───── GIVEN RECORDS

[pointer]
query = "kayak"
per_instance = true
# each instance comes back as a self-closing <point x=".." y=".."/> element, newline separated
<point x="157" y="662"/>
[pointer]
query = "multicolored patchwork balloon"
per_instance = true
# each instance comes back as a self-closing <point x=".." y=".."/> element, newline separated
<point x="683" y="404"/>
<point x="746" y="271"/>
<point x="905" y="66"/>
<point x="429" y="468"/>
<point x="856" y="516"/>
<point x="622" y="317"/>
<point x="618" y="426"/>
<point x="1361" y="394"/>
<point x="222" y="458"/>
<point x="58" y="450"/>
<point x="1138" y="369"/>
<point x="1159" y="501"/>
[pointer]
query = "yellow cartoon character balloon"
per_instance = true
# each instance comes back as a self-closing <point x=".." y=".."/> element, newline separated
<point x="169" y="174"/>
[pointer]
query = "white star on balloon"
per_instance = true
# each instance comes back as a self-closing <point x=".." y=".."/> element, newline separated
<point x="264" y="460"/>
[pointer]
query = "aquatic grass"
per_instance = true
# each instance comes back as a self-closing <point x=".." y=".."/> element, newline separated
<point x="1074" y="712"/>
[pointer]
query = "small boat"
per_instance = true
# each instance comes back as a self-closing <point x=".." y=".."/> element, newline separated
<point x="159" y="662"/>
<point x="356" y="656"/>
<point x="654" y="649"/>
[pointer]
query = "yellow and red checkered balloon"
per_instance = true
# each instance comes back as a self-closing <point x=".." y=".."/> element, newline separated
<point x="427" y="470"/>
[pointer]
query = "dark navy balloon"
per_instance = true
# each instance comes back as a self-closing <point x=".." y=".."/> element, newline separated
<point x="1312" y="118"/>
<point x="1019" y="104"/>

──────────

Copy every line that includes the string "query" from the material above.

query = "kayak"
query = "multicolored patchwork balloon"
query = "yellow cartoon character balloon"
query = "white star on balloon"
query = "aquatic grass"
query = "small boat"
query = "yellow and red checkered balloon"
query = "dark navy balloon"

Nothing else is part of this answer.